### [DIRECTIONS FOR THIS TASK]
Locate every line in the rows below that contains the word "field" and copy each of those lines out in full.

### [GIVEN INFORMATION]
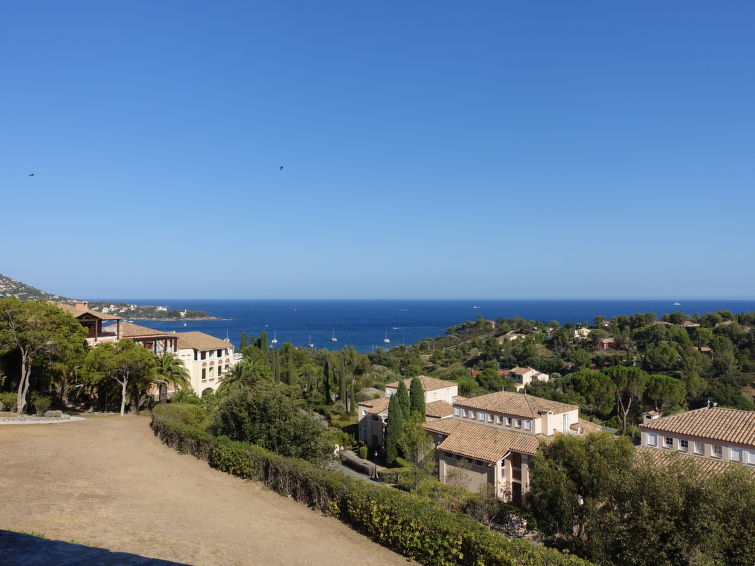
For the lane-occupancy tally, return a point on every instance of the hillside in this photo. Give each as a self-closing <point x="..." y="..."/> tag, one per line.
<point x="12" y="288"/>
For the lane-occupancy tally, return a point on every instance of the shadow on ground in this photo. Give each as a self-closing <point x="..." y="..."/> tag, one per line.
<point x="18" y="549"/>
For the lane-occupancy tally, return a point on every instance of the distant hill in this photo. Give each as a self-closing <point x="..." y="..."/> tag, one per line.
<point x="12" y="288"/>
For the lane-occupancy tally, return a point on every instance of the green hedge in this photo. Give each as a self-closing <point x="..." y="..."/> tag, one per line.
<point x="397" y="520"/>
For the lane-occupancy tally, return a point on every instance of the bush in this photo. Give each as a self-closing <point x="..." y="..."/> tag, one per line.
<point x="400" y="521"/>
<point x="9" y="401"/>
<point x="41" y="403"/>
<point x="266" y="416"/>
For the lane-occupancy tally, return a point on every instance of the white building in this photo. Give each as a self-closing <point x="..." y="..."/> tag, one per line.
<point x="207" y="359"/>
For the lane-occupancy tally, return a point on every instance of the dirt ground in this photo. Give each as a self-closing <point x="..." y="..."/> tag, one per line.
<point x="108" y="481"/>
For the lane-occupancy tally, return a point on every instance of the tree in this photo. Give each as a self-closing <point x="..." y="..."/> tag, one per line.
<point x="629" y="385"/>
<point x="394" y="429"/>
<point x="572" y="478"/>
<point x="417" y="398"/>
<point x="128" y="363"/>
<point x="662" y="357"/>
<point x="595" y="389"/>
<point x="169" y="370"/>
<point x="403" y="399"/>
<point x="265" y="415"/>
<point x="418" y="448"/>
<point x="665" y="393"/>
<point x="246" y="373"/>
<point x="38" y="331"/>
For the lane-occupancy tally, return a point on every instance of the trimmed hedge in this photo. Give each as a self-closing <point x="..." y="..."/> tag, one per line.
<point x="397" y="520"/>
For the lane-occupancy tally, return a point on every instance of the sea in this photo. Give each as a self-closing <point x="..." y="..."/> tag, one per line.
<point x="367" y="324"/>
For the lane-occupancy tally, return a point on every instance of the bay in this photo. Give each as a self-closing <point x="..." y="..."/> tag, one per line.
<point x="365" y="324"/>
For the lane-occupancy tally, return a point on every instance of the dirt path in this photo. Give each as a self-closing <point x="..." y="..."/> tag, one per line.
<point x="108" y="481"/>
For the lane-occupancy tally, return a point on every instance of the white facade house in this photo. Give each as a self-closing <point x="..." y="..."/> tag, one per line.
<point x="207" y="359"/>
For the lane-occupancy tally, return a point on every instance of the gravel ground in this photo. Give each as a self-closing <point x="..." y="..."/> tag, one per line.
<point x="107" y="481"/>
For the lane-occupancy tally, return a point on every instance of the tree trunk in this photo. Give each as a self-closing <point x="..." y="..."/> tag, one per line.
<point x="23" y="384"/>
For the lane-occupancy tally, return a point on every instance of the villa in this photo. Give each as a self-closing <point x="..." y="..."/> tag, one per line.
<point x="92" y="321"/>
<point x="711" y="434"/>
<point x="525" y="376"/>
<point x="491" y="440"/>
<point x="207" y="359"/>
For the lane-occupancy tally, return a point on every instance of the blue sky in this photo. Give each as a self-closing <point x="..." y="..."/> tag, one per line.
<point x="430" y="149"/>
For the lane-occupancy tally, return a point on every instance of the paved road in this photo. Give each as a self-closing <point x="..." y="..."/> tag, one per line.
<point x="108" y="482"/>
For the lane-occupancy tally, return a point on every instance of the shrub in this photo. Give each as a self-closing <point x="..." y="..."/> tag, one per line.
<point x="41" y="402"/>
<point x="9" y="401"/>
<point x="266" y="416"/>
<point x="408" y="524"/>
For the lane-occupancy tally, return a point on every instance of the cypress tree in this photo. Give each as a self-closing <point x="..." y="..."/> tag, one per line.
<point x="394" y="429"/>
<point x="417" y="398"/>
<point x="403" y="399"/>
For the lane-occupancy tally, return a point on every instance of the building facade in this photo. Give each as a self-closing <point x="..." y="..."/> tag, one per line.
<point x="710" y="433"/>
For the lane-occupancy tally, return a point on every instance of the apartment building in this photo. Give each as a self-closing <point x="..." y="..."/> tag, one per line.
<point x="710" y="433"/>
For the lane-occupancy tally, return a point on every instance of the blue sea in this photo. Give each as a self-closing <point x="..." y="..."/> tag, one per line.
<point x="365" y="324"/>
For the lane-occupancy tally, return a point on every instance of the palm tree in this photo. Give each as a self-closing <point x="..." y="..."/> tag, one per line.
<point x="246" y="373"/>
<point x="170" y="370"/>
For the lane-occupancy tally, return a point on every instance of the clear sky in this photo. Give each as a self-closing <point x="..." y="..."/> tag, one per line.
<point x="437" y="149"/>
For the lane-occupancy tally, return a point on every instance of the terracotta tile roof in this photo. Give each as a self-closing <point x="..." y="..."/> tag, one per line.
<point x="439" y="409"/>
<point x="129" y="330"/>
<point x="517" y="404"/>
<point x="428" y="383"/>
<point x="482" y="442"/>
<point x="714" y="423"/>
<point x="656" y="457"/>
<point x="376" y="406"/>
<point x="585" y="426"/>
<point x="78" y="312"/>
<point x="199" y="341"/>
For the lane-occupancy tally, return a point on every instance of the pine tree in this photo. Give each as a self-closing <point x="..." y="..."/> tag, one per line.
<point x="403" y="399"/>
<point x="417" y="398"/>
<point x="394" y="430"/>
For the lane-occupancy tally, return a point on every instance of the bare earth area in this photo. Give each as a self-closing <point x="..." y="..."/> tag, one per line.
<point x="109" y="482"/>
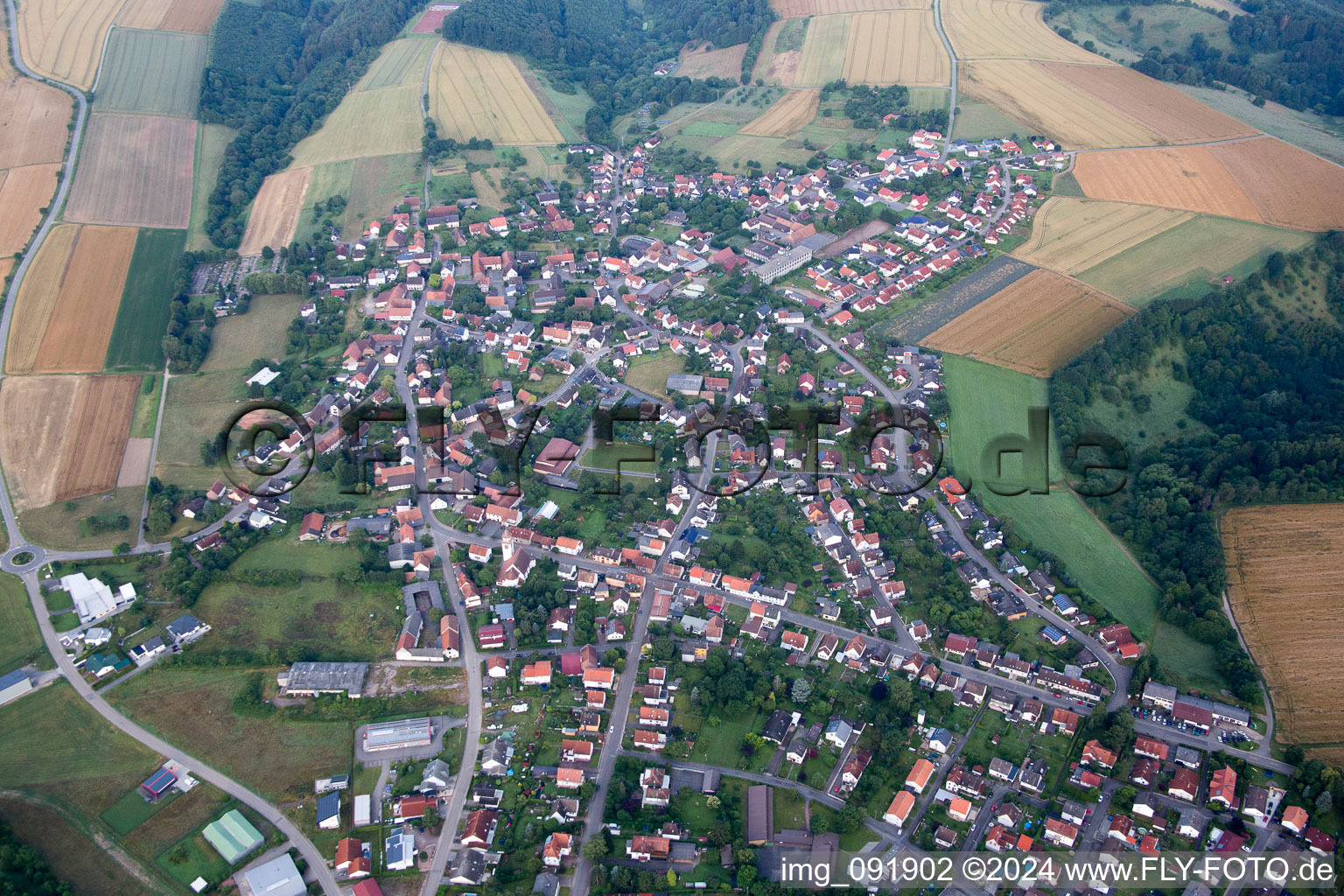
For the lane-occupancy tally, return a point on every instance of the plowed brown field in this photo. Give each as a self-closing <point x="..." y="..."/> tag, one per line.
<point x="1163" y="109"/>
<point x="1291" y="187"/>
<point x="69" y="303"/>
<point x="1285" y="584"/>
<point x="67" y="434"/>
<point x="794" y="8"/>
<point x="1071" y="235"/>
<point x="1033" y="326"/>
<point x="724" y="62"/>
<point x="135" y="170"/>
<point x="787" y="117"/>
<point x="1188" y="178"/>
<point x="22" y="195"/>
<point x="276" y="211"/>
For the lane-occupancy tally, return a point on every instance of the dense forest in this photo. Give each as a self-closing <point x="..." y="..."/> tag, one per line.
<point x="1284" y="50"/>
<point x="608" y="50"/>
<point x="276" y="69"/>
<point x="23" y="871"/>
<point x="1266" y="383"/>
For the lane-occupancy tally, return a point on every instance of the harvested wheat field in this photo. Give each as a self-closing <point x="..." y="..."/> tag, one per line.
<point x="1071" y="234"/>
<point x="80" y="422"/>
<point x="1285" y="584"/>
<point x="895" y="47"/>
<point x="794" y="8"/>
<point x="706" y="62"/>
<point x="835" y="7"/>
<point x="1007" y="30"/>
<point x="1032" y="94"/>
<point x="37" y="298"/>
<point x="1188" y="178"/>
<point x="67" y="304"/>
<point x="785" y="117"/>
<point x="135" y="170"/>
<point x="1160" y="108"/>
<point x="34" y="120"/>
<point x="275" y="213"/>
<point x="1291" y="187"/>
<point x="476" y="93"/>
<point x="62" y="39"/>
<point x="23" y="193"/>
<point x="822" y="52"/>
<point x="145" y="15"/>
<point x="379" y="116"/>
<point x="1032" y="326"/>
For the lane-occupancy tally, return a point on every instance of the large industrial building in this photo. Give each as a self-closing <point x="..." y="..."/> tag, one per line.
<point x="398" y="735"/>
<point x="231" y="836"/>
<point x="312" y="679"/>
<point x="94" y="599"/>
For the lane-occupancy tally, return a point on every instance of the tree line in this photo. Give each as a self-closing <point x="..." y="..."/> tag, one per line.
<point x="1266" y="386"/>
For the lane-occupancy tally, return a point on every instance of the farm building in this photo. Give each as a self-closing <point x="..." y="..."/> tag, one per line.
<point x="231" y="836"/>
<point x="312" y="679"/>
<point x="14" y="684"/>
<point x="277" y="878"/>
<point x="158" y="785"/>
<point x="398" y="735"/>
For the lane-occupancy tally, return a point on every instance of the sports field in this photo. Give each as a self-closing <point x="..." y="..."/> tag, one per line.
<point x="23" y="193"/>
<point x="275" y="213"/>
<point x="476" y="93"/>
<point x="382" y="115"/>
<point x="1284" y="584"/>
<point x="1071" y="235"/>
<point x="822" y="52"/>
<point x="1190" y="256"/>
<point x="145" y="303"/>
<point x="707" y="62"/>
<point x="191" y="710"/>
<point x="135" y="170"/>
<point x="211" y="143"/>
<point x="155" y="73"/>
<point x="895" y="47"/>
<point x="1032" y="326"/>
<point x="62" y="39"/>
<point x="787" y="117"/>
<point x="1007" y="30"/>
<point x="67" y="304"/>
<point x="82" y="424"/>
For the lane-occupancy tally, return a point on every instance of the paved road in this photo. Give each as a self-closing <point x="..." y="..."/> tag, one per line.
<point x="11" y="524"/>
<point x="153" y="456"/>
<point x="952" y="57"/>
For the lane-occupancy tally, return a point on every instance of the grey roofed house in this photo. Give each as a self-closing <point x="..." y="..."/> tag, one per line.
<point x="777" y="727"/>
<point x="466" y="868"/>
<point x="1187" y="757"/>
<point x="374" y="527"/>
<point x="324" y="677"/>
<point x="328" y="806"/>
<point x="760" y="821"/>
<point x="437" y="774"/>
<point x="277" y="878"/>
<point x="496" y="757"/>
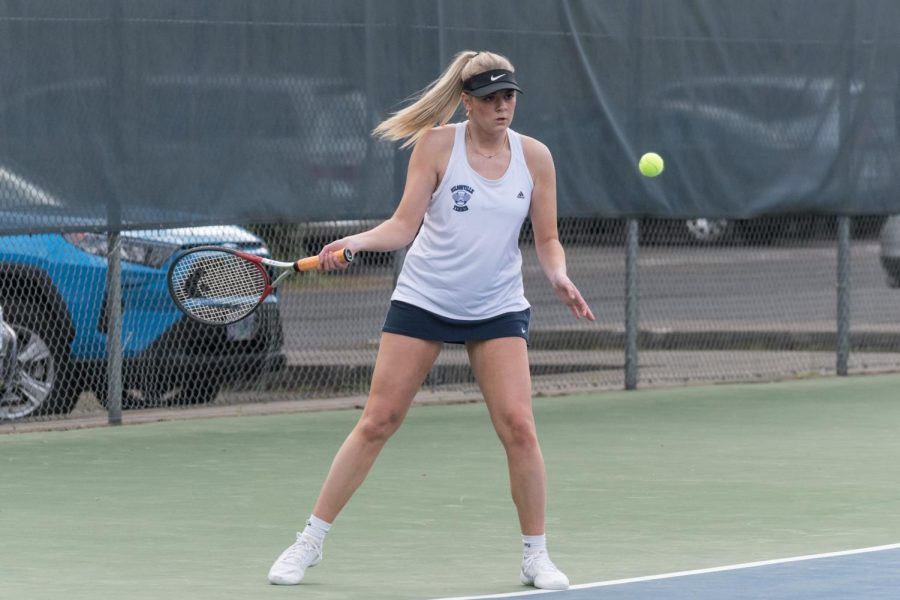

### [FINAL ANSWER]
For the lane-occupancy tally, return a point on every instance of the plowed brown field in this photo. Give each as a self-closing <point x="..." y="..."/> tag, one per line.
For the lane-occupancy tally, return a point on every instance of the harvested wheat field in this photo. Give each as a self-closing <point x="..." y="..."/> tag, one per line.
For the lane-occupancy tally, return a point on every instance of the sports field in this photo. Give each as a self-closing <point x="..." y="..."/> tag, one per line.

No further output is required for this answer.